┌────────

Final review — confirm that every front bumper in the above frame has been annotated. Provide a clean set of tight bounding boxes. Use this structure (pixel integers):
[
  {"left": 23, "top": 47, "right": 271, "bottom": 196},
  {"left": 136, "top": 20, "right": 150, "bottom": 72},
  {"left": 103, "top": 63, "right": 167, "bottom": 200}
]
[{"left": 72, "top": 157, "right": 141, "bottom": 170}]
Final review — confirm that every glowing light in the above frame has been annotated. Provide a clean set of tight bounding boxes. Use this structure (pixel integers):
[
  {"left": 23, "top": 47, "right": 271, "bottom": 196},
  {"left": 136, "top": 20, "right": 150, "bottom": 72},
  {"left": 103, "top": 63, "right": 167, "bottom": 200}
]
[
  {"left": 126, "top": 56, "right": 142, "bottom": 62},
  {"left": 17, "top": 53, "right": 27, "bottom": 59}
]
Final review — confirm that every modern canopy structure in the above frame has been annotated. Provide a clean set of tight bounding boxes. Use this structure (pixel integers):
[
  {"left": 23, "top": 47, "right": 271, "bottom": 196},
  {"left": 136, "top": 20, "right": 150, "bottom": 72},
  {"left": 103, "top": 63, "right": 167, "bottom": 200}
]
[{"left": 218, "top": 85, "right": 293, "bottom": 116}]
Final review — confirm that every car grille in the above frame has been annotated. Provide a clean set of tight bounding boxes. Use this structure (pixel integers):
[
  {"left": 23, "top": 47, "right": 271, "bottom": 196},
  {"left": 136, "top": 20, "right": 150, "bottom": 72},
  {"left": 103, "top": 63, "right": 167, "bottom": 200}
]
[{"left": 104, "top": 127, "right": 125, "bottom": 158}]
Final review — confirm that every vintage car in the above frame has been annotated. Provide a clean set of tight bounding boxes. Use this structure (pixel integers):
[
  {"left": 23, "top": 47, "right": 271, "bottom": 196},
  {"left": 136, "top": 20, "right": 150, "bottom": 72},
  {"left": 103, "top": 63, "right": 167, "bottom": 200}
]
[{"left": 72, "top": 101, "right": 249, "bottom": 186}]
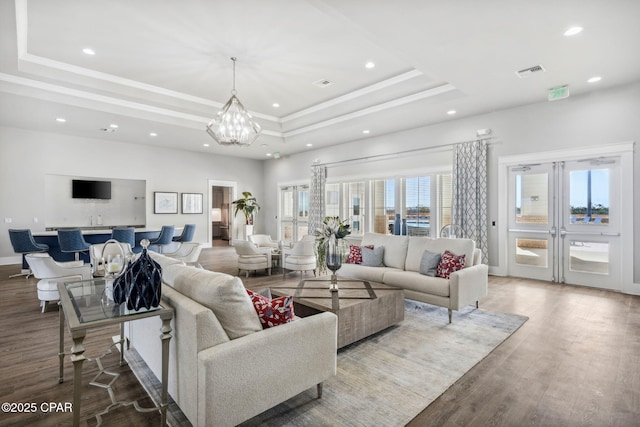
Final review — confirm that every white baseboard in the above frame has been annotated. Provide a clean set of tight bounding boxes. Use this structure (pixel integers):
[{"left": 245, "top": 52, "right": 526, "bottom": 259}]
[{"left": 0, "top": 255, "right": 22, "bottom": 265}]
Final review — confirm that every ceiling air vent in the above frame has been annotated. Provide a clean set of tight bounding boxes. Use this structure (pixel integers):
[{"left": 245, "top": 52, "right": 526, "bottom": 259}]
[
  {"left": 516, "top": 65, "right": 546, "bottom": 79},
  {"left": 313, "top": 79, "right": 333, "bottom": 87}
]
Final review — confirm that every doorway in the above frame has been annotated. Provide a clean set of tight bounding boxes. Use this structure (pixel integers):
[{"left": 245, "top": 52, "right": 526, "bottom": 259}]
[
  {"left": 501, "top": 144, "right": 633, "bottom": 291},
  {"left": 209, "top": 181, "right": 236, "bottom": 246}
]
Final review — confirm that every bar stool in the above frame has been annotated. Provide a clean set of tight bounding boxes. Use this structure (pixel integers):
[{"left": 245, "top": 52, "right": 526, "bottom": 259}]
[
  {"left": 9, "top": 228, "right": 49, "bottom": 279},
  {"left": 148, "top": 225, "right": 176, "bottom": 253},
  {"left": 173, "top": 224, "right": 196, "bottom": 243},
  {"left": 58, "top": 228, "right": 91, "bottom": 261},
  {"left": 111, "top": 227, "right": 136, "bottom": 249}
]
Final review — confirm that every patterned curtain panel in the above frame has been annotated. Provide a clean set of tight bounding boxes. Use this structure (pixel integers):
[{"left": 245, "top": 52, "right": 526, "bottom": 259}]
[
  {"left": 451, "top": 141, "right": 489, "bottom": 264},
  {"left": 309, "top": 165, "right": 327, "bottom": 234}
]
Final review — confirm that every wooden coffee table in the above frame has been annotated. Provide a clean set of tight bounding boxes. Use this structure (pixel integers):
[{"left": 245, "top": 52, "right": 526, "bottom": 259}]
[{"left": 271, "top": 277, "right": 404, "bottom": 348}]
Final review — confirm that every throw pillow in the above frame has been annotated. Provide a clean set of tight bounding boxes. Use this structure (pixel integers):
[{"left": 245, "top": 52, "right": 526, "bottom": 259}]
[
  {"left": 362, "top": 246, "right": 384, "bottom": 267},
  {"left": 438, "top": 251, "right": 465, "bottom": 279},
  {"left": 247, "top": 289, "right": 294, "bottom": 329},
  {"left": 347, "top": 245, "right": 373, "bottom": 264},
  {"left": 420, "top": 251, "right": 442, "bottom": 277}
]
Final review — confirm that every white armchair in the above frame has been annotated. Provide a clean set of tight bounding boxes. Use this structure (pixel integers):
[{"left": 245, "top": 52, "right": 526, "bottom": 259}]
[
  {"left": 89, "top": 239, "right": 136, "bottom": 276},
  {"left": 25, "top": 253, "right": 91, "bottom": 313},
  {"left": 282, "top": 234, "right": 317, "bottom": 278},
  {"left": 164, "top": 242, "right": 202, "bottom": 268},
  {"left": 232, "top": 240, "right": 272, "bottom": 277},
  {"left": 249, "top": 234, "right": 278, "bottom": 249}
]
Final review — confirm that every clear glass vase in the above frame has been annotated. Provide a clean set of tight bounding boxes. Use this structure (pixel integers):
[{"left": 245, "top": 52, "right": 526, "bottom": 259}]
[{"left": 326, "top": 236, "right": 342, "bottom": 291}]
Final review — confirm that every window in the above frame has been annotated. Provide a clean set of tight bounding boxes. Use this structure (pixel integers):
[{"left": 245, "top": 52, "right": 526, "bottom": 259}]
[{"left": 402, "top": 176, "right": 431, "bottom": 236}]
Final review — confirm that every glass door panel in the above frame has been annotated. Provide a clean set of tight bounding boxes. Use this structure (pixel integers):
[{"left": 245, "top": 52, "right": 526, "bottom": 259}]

└────────

Task instructions:
Your task is to extract the lines running from the one with "Final review — confirm that every clear" to the end of the material, inclusive, copying each exactly and adding nothing.

Answer to the task:
Final review — confirm that every clear glass vase in the above frame has been annotated. Provide a clean set of tight bounding boxes. Use this structure (pixel integers):
[{"left": 245, "top": 52, "right": 526, "bottom": 259}]
[{"left": 326, "top": 236, "right": 342, "bottom": 291}]
Final review — confirm that every window in the above frame has been annotated. Provide a clean set of tight bounding boxes. Use this structure (pixel integers):
[{"left": 245, "top": 52, "right": 526, "bottom": 259}]
[{"left": 402, "top": 176, "right": 431, "bottom": 236}]
Final review — confirm that every glass door panel in the above frame has been annotated. Provide a clean set of tight bounding boxes. Use this structure (pixel integers):
[{"left": 245, "top": 52, "right": 526, "bottom": 259}]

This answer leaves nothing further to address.